* start *
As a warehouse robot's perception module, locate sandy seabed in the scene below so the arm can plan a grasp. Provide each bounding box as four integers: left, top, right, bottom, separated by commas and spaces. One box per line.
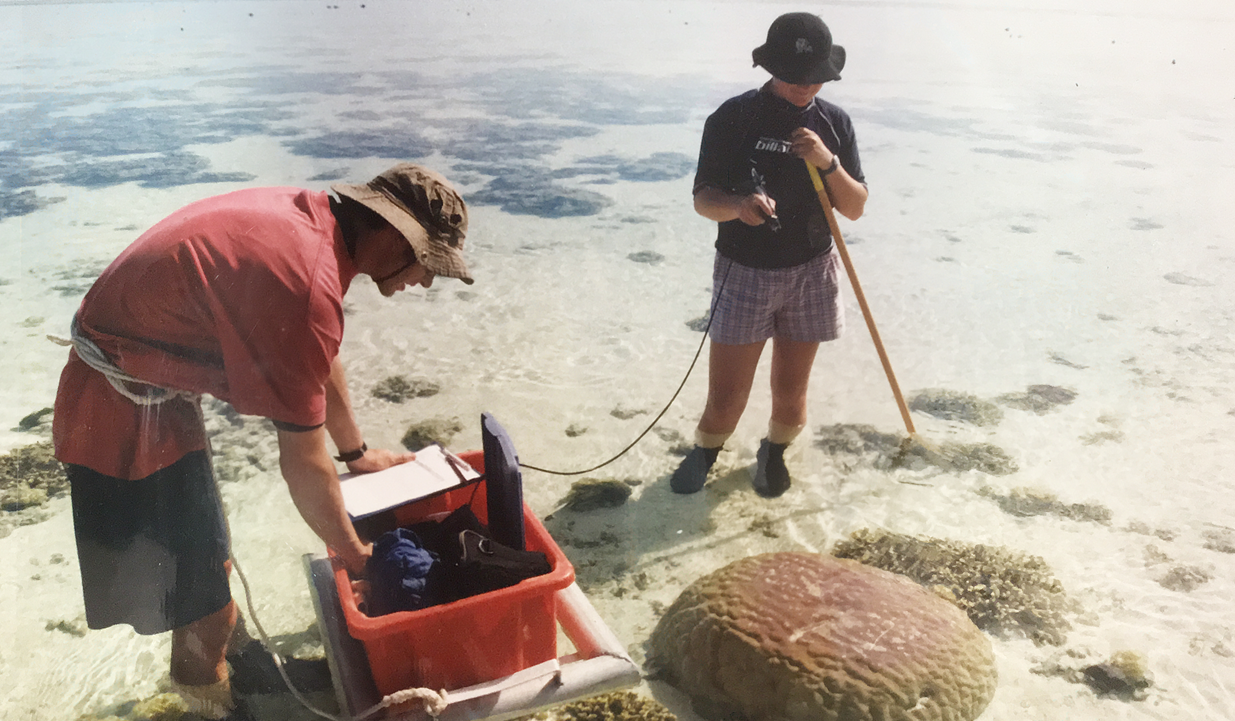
0, 0, 1235, 721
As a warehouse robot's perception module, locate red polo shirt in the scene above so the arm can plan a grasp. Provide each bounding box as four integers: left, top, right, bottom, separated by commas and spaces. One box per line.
53, 188, 357, 479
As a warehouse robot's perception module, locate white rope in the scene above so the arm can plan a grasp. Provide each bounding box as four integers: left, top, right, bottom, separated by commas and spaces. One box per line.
58, 315, 196, 405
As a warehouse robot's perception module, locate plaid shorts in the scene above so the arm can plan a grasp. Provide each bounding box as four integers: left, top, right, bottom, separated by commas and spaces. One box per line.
709, 247, 845, 346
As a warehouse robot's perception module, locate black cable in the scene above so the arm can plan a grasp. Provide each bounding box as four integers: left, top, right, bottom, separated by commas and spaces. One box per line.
519, 258, 734, 475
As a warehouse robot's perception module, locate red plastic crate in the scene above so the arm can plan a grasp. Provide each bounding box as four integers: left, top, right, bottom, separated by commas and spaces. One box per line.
335, 451, 574, 695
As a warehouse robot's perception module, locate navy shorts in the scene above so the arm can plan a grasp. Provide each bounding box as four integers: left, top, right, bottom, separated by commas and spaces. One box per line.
64, 451, 231, 633
708, 247, 845, 346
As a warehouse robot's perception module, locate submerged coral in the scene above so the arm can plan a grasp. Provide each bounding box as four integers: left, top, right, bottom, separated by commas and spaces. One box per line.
647, 553, 997, 721
401, 419, 463, 451
995, 384, 1077, 415
978, 486, 1114, 526
1158, 565, 1214, 594
0, 441, 69, 511
1082, 651, 1153, 700
562, 478, 631, 512
373, 375, 441, 402
832, 528, 1078, 646
909, 388, 1003, 426
516, 691, 678, 721
815, 423, 1018, 475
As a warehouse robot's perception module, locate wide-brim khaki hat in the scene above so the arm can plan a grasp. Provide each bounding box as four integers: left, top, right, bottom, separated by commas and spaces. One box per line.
331, 163, 474, 285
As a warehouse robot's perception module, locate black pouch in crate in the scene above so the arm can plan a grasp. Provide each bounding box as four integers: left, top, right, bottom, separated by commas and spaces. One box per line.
454, 531, 553, 596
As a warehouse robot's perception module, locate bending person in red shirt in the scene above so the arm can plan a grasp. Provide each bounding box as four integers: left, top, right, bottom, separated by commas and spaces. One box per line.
53, 163, 472, 719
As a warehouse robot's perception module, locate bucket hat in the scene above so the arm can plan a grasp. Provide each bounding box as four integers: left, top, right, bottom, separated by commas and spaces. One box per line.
751, 12, 845, 85
331, 163, 473, 285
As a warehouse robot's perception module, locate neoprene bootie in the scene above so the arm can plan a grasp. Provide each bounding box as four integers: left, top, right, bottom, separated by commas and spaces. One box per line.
752, 438, 792, 499
669, 446, 720, 494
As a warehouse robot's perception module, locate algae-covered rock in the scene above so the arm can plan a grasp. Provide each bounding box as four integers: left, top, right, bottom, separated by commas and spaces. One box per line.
1202, 528, 1235, 553
519, 691, 678, 721
995, 384, 1077, 415
17, 407, 53, 431
832, 528, 1077, 646
978, 486, 1114, 526
0, 441, 69, 511
130, 694, 195, 721
815, 423, 1018, 475
401, 419, 463, 451
1082, 651, 1153, 701
373, 375, 441, 402
562, 478, 631, 512
909, 388, 1003, 426
648, 553, 997, 721
1157, 564, 1214, 594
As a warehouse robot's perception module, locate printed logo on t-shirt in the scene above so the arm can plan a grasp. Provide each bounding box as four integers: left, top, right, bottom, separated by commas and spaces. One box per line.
755, 137, 793, 154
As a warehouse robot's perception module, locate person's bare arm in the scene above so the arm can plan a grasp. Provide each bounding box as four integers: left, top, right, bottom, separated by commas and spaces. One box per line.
278, 427, 373, 575
694, 185, 776, 225
326, 356, 416, 473
792, 127, 869, 220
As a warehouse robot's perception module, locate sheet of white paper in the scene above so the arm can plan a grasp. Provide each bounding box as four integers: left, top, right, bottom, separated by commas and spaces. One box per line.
340, 446, 480, 520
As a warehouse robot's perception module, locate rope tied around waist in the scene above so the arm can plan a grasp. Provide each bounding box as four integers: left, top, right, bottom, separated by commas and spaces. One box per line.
47, 314, 198, 406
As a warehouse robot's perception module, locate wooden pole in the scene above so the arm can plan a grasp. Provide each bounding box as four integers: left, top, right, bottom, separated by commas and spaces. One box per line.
803, 160, 916, 436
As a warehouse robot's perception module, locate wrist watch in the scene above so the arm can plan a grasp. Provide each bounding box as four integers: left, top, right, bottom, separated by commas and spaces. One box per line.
335, 441, 369, 463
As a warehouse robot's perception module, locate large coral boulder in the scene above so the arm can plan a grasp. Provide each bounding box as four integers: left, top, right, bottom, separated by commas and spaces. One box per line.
648, 553, 997, 721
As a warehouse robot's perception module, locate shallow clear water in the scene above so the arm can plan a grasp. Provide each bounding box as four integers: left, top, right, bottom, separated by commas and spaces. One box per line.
0, 0, 1235, 720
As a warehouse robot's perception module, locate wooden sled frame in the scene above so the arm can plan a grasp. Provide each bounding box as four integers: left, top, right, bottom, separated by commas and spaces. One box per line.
303, 553, 642, 721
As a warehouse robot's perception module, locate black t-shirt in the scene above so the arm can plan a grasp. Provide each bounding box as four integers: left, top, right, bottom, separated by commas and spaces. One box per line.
694, 84, 866, 268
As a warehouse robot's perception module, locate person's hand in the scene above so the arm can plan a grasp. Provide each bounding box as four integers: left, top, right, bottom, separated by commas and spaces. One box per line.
335, 543, 373, 579
737, 193, 776, 225
789, 127, 835, 168
347, 448, 416, 473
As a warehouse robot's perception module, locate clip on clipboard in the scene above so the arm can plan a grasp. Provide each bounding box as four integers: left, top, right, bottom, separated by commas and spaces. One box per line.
338, 443, 483, 522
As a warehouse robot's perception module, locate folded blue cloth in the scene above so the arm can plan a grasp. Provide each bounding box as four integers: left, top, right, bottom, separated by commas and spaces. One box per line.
366, 528, 442, 616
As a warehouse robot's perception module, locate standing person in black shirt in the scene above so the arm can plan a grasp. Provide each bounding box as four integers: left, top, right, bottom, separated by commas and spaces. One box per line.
669, 12, 867, 498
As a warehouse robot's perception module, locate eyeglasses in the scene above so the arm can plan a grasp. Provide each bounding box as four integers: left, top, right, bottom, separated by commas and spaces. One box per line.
373, 246, 417, 283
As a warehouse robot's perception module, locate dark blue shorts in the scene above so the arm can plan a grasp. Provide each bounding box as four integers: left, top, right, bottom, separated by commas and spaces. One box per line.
64, 451, 231, 633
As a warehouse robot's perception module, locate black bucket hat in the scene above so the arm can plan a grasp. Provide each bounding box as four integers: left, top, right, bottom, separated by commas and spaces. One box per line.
751, 12, 845, 85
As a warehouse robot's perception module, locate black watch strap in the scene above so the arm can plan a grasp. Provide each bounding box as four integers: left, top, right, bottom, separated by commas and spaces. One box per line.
335, 441, 369, 463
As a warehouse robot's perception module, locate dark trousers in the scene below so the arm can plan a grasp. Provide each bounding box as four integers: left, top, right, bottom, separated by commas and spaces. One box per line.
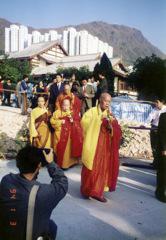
2, 94, 10, 106
150, 129, 158, 167
50, 220, 57, 240
155, 156, 166, 202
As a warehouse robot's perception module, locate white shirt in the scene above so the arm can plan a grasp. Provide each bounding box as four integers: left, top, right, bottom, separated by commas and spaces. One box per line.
146, 105, 166, 127
57, 82, 61, 90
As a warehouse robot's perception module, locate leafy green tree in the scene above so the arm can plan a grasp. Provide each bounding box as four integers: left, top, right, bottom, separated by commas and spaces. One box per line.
0, 56, 31, 84
93, 53, 115, 94
93, 63, 100, 81
127, 55, 166, 100
100, 53, 115, 94
57, 66, 92, 82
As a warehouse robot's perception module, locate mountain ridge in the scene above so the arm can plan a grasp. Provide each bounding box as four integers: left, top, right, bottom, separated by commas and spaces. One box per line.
0, 18, 166, 64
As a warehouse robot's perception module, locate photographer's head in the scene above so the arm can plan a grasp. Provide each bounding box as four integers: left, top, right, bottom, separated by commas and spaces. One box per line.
16, 146, 43, 180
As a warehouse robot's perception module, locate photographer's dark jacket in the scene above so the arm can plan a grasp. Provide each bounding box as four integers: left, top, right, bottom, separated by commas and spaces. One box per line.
0, 163, 68, 240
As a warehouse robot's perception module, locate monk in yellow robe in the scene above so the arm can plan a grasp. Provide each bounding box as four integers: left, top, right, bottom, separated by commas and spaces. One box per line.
81, 93, 121, 202
50, 99, 83, 169
29, 96, 51, 148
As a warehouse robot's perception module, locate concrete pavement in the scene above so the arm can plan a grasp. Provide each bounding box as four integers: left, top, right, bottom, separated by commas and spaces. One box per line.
0, 160, 166, 240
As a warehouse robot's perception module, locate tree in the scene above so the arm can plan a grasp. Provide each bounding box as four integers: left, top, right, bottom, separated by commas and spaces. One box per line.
93, 53, 115, 94
93, 63, 100, 81
57, 66, 92, 82
0, 56, 31, 83
127, 55, 166, 100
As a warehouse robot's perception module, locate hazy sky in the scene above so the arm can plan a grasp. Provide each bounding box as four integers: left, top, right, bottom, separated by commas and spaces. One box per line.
0, 0, 166, 53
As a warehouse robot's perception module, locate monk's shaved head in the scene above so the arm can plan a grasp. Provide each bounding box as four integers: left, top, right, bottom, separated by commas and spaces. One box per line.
99, 93, 111, 111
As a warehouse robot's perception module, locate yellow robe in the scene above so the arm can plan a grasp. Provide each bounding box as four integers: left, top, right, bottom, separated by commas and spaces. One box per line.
29, 107, 51, 148
50, 110, 78, 168
81, 106, 113, 170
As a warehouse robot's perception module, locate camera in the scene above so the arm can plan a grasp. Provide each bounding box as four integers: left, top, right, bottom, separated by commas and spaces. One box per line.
38, 148, 56, 167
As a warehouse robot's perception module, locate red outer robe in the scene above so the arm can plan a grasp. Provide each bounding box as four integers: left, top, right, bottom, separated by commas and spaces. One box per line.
81, 117, 121, 197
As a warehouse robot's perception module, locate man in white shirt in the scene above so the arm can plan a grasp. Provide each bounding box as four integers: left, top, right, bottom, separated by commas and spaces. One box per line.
146, 99, 166, 168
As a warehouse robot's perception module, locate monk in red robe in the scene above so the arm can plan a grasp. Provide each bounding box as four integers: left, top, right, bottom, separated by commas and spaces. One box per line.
81, 93, 121, 202
50, 98, 83, 169
55, 83, 82, 117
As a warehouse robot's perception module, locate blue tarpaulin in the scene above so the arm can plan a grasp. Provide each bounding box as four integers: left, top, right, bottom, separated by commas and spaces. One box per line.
111, 96, 153, 123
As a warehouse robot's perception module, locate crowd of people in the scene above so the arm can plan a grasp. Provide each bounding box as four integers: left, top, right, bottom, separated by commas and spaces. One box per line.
0, 74, 108, 114
29, 71, 121, 202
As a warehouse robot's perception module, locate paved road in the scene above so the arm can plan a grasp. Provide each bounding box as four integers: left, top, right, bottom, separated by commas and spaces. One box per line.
0, 161, 166, 240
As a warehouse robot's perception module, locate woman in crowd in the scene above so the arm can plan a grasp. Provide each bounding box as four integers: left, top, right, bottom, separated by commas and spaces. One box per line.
50, 97, 83, 169
29, 96, 51, 148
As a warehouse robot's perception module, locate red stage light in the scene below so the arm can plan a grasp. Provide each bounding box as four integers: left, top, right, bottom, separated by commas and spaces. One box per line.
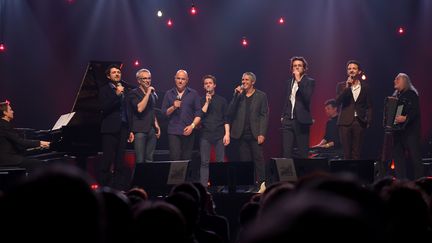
190, 4, 198, 15
279, 17, 285, 24
167, 19, 173, 27
242, 37, 249, 47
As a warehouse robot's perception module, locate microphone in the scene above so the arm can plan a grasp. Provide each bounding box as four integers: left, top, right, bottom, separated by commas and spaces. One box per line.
234, 84, 244, 95
151, 89, 159, 99
116, 81, 124, 95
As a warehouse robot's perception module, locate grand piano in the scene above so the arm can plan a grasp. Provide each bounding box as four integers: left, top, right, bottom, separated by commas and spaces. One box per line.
49, 61, 121, 169
21, 61, 169, 170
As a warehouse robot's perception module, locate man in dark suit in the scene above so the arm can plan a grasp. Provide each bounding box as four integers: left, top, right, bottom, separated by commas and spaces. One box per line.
0, 101, 50, 171
336, 60, 372, 159
228, 72, 269, 185
281, 57, 315, 158
393, 73, 424, 180
96, 65, 133, 190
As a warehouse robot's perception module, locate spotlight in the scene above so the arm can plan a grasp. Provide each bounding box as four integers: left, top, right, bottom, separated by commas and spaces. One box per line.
190, 3, 198, 15
279, 17, 285, 24
0, 43, 6, 52
167, 19, 173, 27
242, 36, 249, 47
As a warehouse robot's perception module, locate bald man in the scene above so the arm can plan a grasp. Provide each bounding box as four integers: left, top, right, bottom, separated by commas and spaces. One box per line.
162, 70, 202, 160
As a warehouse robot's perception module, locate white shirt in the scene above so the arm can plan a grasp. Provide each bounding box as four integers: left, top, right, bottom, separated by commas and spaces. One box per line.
290, 80, 298, 119
351, 82, 361, 116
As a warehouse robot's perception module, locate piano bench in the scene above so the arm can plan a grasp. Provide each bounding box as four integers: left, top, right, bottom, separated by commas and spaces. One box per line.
0, 166, 27, 191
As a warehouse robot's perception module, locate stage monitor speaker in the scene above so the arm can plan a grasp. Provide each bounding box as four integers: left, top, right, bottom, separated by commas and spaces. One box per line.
422, 158, 432, 176
209, 161, 255, 188
132, 160, 190, 197
0, 167, 27, 191
329, 160, 375, 183
266, 158, 330, 185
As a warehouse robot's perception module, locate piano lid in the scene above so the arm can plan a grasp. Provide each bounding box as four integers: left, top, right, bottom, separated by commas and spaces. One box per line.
69, 61, 122, 126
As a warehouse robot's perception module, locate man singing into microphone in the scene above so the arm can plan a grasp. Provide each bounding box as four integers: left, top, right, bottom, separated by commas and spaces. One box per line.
228, 72, 269, 190
336, 60, 372, 159
129, 69, 161, 163
281, 56, 315, 158
96, 65, 133, 191
200, 75, 230, 187
162, 70, 201, 160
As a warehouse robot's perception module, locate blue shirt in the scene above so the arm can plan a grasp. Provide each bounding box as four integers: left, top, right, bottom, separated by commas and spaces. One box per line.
162, 87, 202, 135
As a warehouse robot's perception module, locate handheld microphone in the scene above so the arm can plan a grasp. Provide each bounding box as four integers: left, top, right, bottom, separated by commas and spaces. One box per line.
116, 81, 124, 94
151, 89, 159, 99
234, 84, 245, 95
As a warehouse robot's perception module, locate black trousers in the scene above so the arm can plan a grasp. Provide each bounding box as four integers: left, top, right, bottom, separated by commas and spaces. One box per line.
96, 127, 132, 191
282, 118, 310, 158
238, 136, 265, 185
339, 118, 366, 159
168, 132, 195, 160
393, 131, 424, 180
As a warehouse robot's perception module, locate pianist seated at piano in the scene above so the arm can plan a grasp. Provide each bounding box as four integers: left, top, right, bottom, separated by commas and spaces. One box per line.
0, 101, 50, 172
310, 99, 342, 159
* end *
* EXERCISE DIRECTIONS
Could you write out the lines from the one containing "As a warehouse robot's perception module, locate spotlight" through the one containing "242, 36, 249, 47", both included, with "spotlight" replaced by "stage lamp" and nothing else changed?

* EXERCISE SOLUTION
As a warehouse robot's perception module, locate stage lamp in the scene above so the arm can plan a grasp. Provide each bounding box as four integers: left, top, right, bottom, separated by commas and spaces. One box per line.
190, 3, 198, 15
279, 17, 285, 24
0, 43, 6, 52
167, 19, 173, 27
242, 36, 249, 47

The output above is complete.